= ENTRIES SUPPLIED =
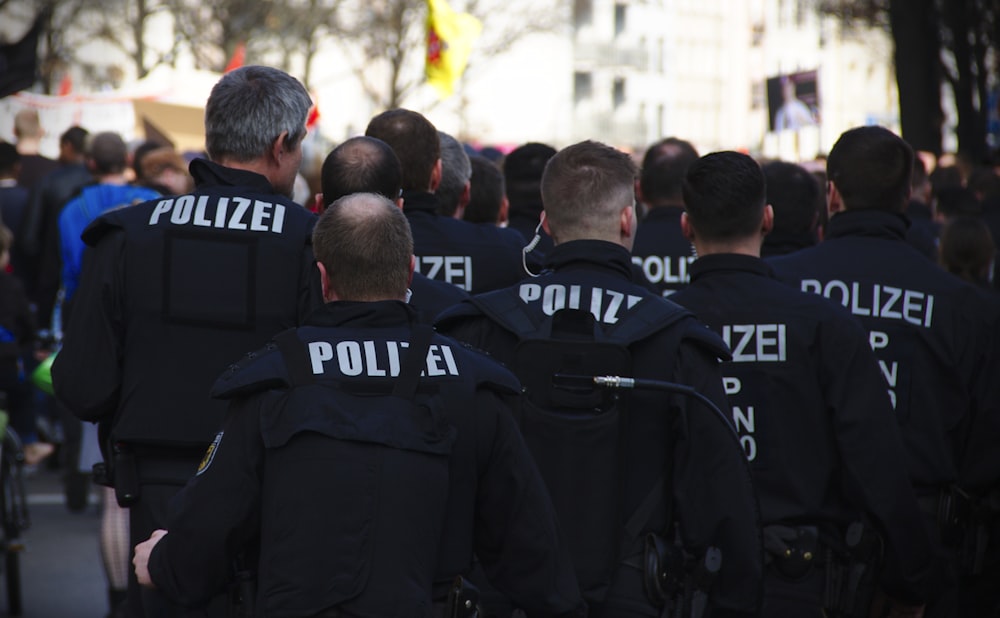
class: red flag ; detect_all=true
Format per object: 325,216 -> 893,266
59,73 -> 73,97
223,43 -> 247,73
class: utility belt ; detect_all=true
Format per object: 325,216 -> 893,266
764,522 -> 882,618
917,485 -> 1000,575
625,532 -> 722,618
93,442 -> 205,508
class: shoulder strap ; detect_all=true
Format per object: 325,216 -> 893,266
469,290 -> 545,339
274,328 -> 316,386
605,296 -> 691,344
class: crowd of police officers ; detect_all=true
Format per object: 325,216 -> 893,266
45,66 -> 1000,617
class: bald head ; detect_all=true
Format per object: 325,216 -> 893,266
87,131 -> 128,175
321,136 -> 402,206
14,109 -> 42,140
312,193 -> 413,301
365,109 -> 441,191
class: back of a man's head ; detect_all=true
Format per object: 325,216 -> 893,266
541,141 -> 638,244
87,131 -> 128,175
0,141 -> 21,178
462,155 -> 504,224
639,137 -> 698,208
365,109 -> 441,192
763,161 -> 820,234
434,131 -> 472,217
312,193 -> 413,301
503,142 -> 556,212
683,151 -> 766,242
14,109 -> 42,140
320,136 -> 402,206
826,126 -> 913,212
205,66 -> 312,163
59,126 -> 90,158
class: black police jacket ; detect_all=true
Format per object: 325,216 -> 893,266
632,206 -> 694,296
403,192 -> 525,294
671,254 -> 932,605
770,211 -> 1000,494
149,301 -> 584,617
52,160 -> 322,447
438,240 -> 763,616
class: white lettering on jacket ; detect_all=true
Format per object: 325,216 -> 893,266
308,340 -> 459,378
149,195 -> 285,234
722,324 -> 788,363
802,279 -> 934,328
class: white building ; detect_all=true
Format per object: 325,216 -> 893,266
0,0 -> 898,160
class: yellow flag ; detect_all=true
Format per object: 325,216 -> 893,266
424,0 -> 483,99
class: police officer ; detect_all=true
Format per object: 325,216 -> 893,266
135,193 -> 585,616
318,135 -> 469,322
52,66 -> 321,616
772,126 -> 1000,616
760,161 -> 826,257
365,109 -> 523,293
438,141 -> 762,616
632,137 -> 698,296
501,142 -> 556,272
671,152 -> 932,618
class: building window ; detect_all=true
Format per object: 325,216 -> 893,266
611,77 -> 625,109
615,3 -> 627,36
573,0 -> 594,28
573,71 -> 594,103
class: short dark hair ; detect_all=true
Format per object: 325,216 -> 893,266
762,161 -> 821,234
320,136 -> 402,205
59,126 -> 90,154
939,216 -> 996,283
826,126 -> 913,212
639,137 -> 698,207
684,151 -> 767,241
87,131 -> 128,174
502,142 -> 556,212
365,109 -> 441,192
462,155 -> 504,223
312,193 -> 413,301
0,140 -> 21,176
541,140 -> 639,242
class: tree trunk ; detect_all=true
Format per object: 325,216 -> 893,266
942,0 -> 987,164
889,0 -> 944,155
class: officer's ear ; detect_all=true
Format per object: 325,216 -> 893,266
681,212 -> 694,242
826,180 -> 846,217
619,206 -> 638,238
427,159 -> 441,193
760,204 -> 774,236
497,195 -> 510,226
316,260 -> 337,303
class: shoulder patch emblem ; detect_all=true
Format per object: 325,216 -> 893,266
195,431 -> 223,476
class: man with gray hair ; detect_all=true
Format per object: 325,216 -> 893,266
434,131 -> 472,219
52,66 -> 321,616
135,193 -> 585,616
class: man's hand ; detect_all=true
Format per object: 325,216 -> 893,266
132,530 -> 167,588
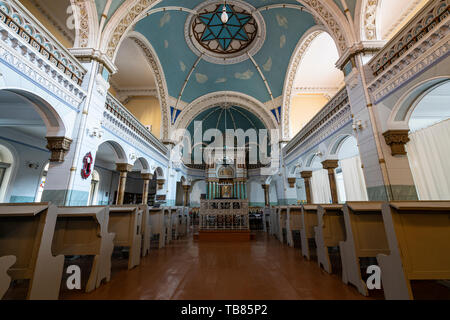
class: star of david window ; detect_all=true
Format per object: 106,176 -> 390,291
192,4 -> 258,54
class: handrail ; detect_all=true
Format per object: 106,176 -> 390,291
285,87 -> 348,154
0,0 -> 87,86
105,93 -> 169,155
369,0 -> 450,76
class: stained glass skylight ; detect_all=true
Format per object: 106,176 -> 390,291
192,4 -> 257,54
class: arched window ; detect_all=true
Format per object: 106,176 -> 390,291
88,170 -> 100,206
35,163 -> 50,202
0,145 -> 14,202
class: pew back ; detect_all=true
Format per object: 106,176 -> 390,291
377,201 -> 450,299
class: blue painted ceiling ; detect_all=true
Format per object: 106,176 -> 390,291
135,0 -> 315,107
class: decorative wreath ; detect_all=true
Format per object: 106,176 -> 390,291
81,152 -> 94,179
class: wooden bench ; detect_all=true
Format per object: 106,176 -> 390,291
149,208 -> 164,249
288,206 -> 302,247
300,204 -> 319,260
314,204 -> 345,273
278,206 -> 289,244
377,201 -> 450,300
339,202 -> 389,296
53,206 -> 115,292
108,205 -> 143,269
0,203 -> 64,300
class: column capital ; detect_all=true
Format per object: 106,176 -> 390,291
46,137 -> 72,162
288,177 -> 297,189
156,179 -> 166,190
141,173 -> 153,180
383,130 -> 409,156
322,160 -> 339,170
300,171 -> 312,179
116,163 -> 133,172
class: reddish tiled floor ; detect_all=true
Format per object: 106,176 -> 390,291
61,234 -> 374,300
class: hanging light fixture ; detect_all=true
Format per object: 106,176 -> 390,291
220,1 -> 229,24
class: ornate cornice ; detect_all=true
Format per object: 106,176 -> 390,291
368,6 -> 450,102
383,130 -> 409,156
46,137 -> 72,162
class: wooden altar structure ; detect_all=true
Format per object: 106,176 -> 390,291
198,199 -> 251,241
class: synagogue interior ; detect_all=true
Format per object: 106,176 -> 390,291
0,0 -> 450,300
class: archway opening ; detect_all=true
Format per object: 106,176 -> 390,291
0,144 -> 15,202
0,89 -> 65,203
406,81 -> 450,200
289,32 -> 344,137
110,38 -> 162,138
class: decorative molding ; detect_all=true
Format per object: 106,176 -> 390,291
129,32 -> 170,140
0,25 -> 86,105
46,137 -> 72,162
284,88 -> 352,157
184,0 -> 267,65
0,0 -> 87,86
368,0 -> 450,102
281,26 -> 325,138
116,163 -> 133,172
102,94 -> 168,156
383,130 -> 409,156
361,0 -> 380,41
102,0 -> 350,58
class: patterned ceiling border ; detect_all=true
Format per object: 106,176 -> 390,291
282,26 -> 327,139
100,0 -> 352,61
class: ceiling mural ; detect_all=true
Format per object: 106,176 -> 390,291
135,1 -> 315,107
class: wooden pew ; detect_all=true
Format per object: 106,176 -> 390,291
0,203 -> 64,300
377,201 -> 450,300
52,206 -> 115,292
108,205 -> 143,269
149,208 -> 164,249
339,202 -> 389,296
288,206 -> 302,247
0,255 -> 17,300
314,204 -> 345,273
139,204 -> 152,257
300,204 -> 319,260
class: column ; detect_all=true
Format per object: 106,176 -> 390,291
183,186 -> 191,207
322,160 -> 339,203
116,163 -> 133,205
142,173 -> 153,204
262,184 -> 270,207
301,171 -> 312,204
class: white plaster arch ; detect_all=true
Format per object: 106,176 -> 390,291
387,76 -> 450,130
100,0 -> 354,59
124,31 -> 170,140
281,26 -> 327,139
97,139 -> 129,163
0,87 -> 67,137
0,139 -> 20,202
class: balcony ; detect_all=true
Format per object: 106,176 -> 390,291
0,0 -> 86,87
284,87 -> 351,155
104,94 -> 168,155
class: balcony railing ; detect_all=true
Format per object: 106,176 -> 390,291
0,0 -> 86,86
369,0 -> 450,77
105,94 -> 168,155
285,87 -> 349,154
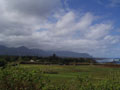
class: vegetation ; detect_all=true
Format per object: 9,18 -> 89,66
0,54 -> 120,90
0,65 -> 120,90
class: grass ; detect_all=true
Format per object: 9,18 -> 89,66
0,65 -> 120,90
20,65 -> 120,80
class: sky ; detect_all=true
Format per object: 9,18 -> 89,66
0,0 -> 120,57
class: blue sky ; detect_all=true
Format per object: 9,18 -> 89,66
0,0 -> 120,57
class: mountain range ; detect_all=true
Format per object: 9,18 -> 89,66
0,45 -> 92,58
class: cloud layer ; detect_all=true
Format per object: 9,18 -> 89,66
0,0 -> 119,56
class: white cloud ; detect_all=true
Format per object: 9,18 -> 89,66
0,0 -> 119,56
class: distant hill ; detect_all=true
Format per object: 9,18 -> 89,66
0,45 -> 92,58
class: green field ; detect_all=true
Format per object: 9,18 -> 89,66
0,65 -> 120,90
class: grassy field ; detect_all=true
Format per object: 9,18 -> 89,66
0,65 -> 120,90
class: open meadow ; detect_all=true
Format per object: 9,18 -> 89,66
0,64 -> 120,90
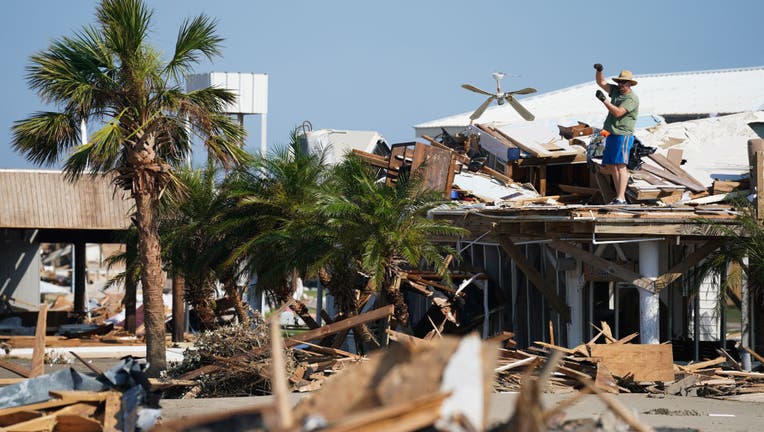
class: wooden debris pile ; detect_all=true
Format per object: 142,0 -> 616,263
166,304 -> 393,398
0,391 -> 122,432
0,357 -> 160,432
496,322 -> 764,397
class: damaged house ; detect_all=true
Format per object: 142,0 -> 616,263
382,67 -> 764,360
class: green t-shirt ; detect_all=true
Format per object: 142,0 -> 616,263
602,84 -> 639,135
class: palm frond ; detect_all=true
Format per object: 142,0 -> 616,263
166,15 -> 223,81
11,112 -> 80,165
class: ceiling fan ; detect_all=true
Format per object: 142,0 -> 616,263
462,72 -> 536,121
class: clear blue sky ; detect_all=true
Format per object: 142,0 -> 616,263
0,0 -> 764,168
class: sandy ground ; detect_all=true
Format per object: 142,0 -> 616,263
161,393 -> 764,431
0,359 -> 764,431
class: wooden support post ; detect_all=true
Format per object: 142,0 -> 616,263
537,165 -> 546,196
73,241 -> 88,314
549,240 -> 655,292
29,303 -> 48,378
172,272 -> 186,342
748,138 -> 764,220
271,314 -> 292,430
499,236 -> 570,323
122,239 -> 138,334
655,239 -> 722,291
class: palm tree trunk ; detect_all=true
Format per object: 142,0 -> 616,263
223,278 -> 249,328
172,272 -> 186,342
133,186 -> 167,377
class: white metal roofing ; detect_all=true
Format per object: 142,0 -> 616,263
637,111 -> 764,186
305,129 -> 387,164
414,66 -> 764,136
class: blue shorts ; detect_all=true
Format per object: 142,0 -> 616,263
602,135 -> 634,165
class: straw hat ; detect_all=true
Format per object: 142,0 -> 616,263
613,69 -> 637,86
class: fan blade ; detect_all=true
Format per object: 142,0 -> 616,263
462,84 -> 494,96
504,95 -> 536,121
470,96 -> 495,120
509,87 -> 536,94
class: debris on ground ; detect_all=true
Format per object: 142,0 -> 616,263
0,357 -> 161,432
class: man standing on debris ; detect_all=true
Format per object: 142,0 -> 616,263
594,63 -> 639,204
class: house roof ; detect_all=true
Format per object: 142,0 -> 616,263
414,66 -> 764,132
0,170 -> 133,230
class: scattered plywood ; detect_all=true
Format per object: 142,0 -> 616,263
590,344 -> 674,381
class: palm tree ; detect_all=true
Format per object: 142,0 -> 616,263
13,0 -> 246,375
159,164 -> 249,329
693,199 -> 764,352
321,155 -> 466,326
221,130 -> 327,303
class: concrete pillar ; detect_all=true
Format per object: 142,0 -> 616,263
73,241 -> 87,314
637,240 -> 661,344
565,258 -> 584,347
172,272 -> 186,342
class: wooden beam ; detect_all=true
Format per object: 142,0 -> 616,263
0,360 -> 32,378
590,344 -> 675,381
549,240 -> 656,293
499,236 -> 570,322
29,303 -> 48,378
666,149 -> 683,165
655,239 -> 723,292
353,149 -> 388,169
642,164 -> 706,192
754,151 -> 764,220
285,305 -> 394,347
650,153 -> 706,190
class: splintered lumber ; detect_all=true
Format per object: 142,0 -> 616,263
642,164 -> 706,192
322,393 -> 448,432
29,303 -> 48,378
69,351 -> 103,375
581,380 -> 653,432
270,315 -> 292,430
0,360 -> 32,378
679,356 -> 727,373
54,414 -> 103,432
499,236 -> 570,322
549,240 -> 656,293
589,344 -> 674,382
742,345 -> 764,364
649,152 -> 706,192
387,329 -> 424,345
103,391 -> 122,431
655,239 -> 722,291
594,363 -> 619,394
494,356 -> 539,372
285,305 -> 394,348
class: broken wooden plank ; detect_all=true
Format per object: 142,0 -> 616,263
103,391 -> 122,432
649,152 -> 706,190
387,329 -> 425,345
498,235 -> 570,322
642,164 -> 706,192
0,360 -> 32,378
29,303 -> 48,378
55,414 -> 103,432
285,305 -> 394,347
654,239 -> 723,292
549,240 -> 656,293
590,344 -> 674,381
69,351 -> 103,375
679,356 -> 727,372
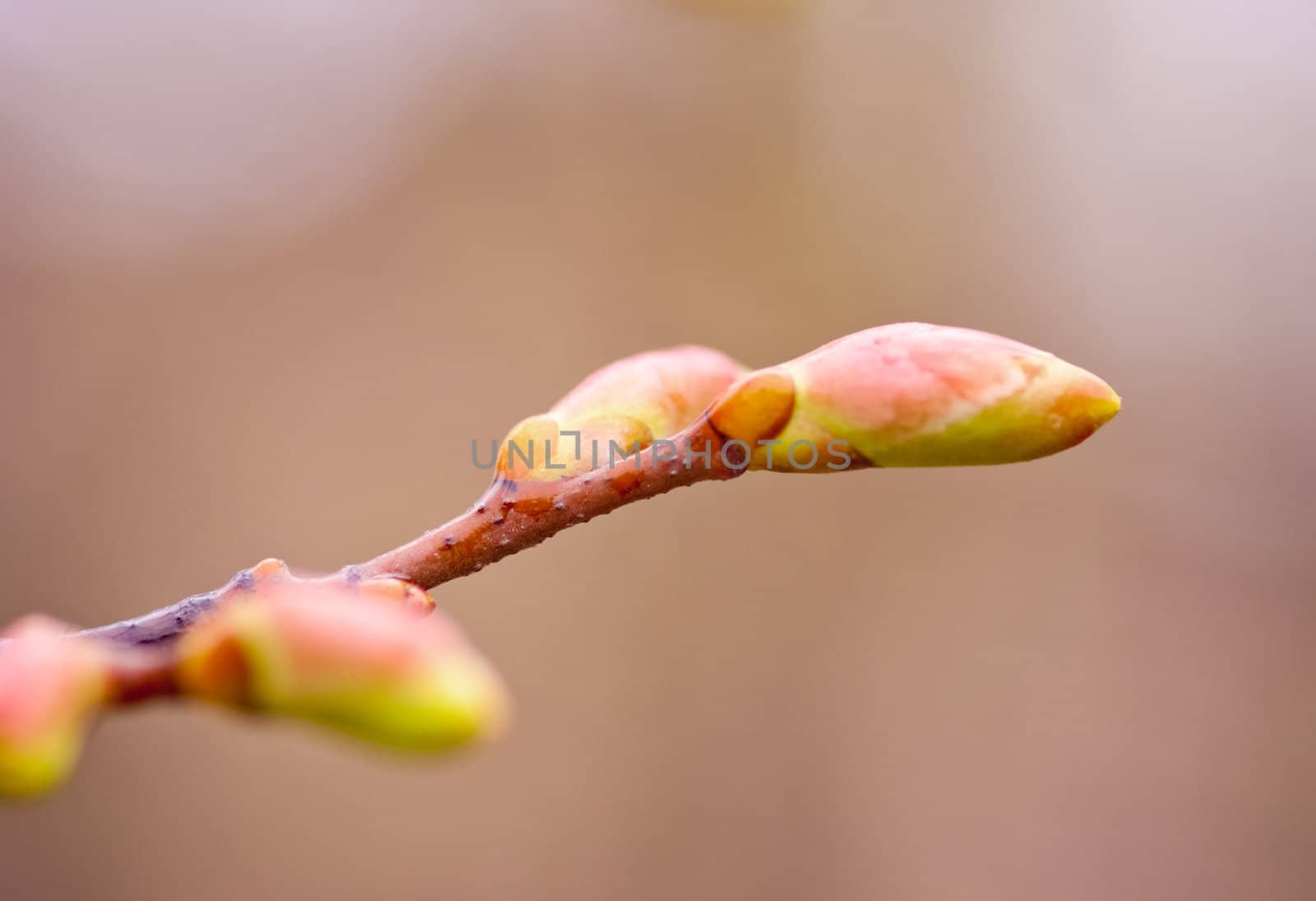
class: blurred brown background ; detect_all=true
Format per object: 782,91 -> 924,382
0,0 -> 1316,901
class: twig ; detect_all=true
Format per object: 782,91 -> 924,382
81,416 -> 745,648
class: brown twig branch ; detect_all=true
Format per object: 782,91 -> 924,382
81,416 -> 745,647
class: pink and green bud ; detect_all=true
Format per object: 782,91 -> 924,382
709,323 -> 1120,471
498,345 -> 745,481
176,581 -> 507,752
0,616 -> 110,797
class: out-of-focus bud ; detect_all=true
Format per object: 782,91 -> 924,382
709,323 -> 1120,473
498,345 -> 745,481
176,583 -> 507,752
0,616 -> 109,797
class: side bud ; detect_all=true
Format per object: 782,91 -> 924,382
0,616 -> 110,797
176,583 -> 507,752
498,345 -> 745,481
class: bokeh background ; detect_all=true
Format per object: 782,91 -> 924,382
0,0 -> 1316,901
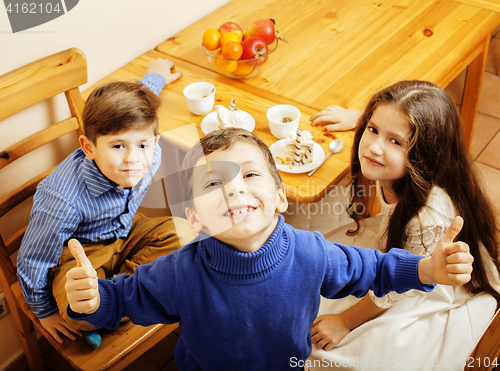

= TO DO =
Turn the stretch from the start of the entries above through the line containing "93,442 -> 205,508" into a JSON list of strings, one string per line and no blank lines, including both ends. Leave the pictures out of the answer.

= FINISHED TASK =
[
  "class: red flag ; detect_all=true",
  "Format per object: 325,216 -> 893,266",
  "59,73 -> 73,97",
  "223,43 -> 247,73",
  "class: utility belt ; detect_all=true",
  "Format per object: 325,216 -> 893,266",
  "764,522 -> 882,618",
  "917,485 -> 1000,575",
  "625,532 -> 722,618",
  "93,442 -> 205,508"
]